*Task to complete*: All entries should be copied exactly; the pictures stay out.

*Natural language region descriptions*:
::::::
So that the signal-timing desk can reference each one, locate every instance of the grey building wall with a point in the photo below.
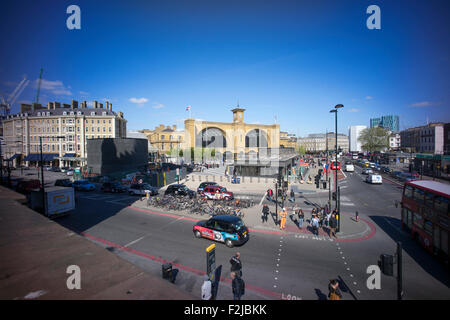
(105, 156)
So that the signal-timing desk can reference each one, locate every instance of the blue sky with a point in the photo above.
(291, 59)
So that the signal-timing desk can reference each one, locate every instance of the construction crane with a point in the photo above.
(39, 87)
(7, 103)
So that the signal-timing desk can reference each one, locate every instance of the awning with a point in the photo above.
::::::
*Written answer*:
So that the signal-timing desk can reference each one, locate every instance of the grey building wall with a point in the photo below.
(105, 156)
So that the signal-timing desk can reference each one, locate every instance of the blue sky with a point in the photo above.
(291, 59)
So that the signal-timing desk can reference each one, locate every instance of the construction crane with a point in the photo above.
(39, 87)
(7, 103)
So that the signal-timing desk can reference each one, locate every instance of the awning with a point in the photo above.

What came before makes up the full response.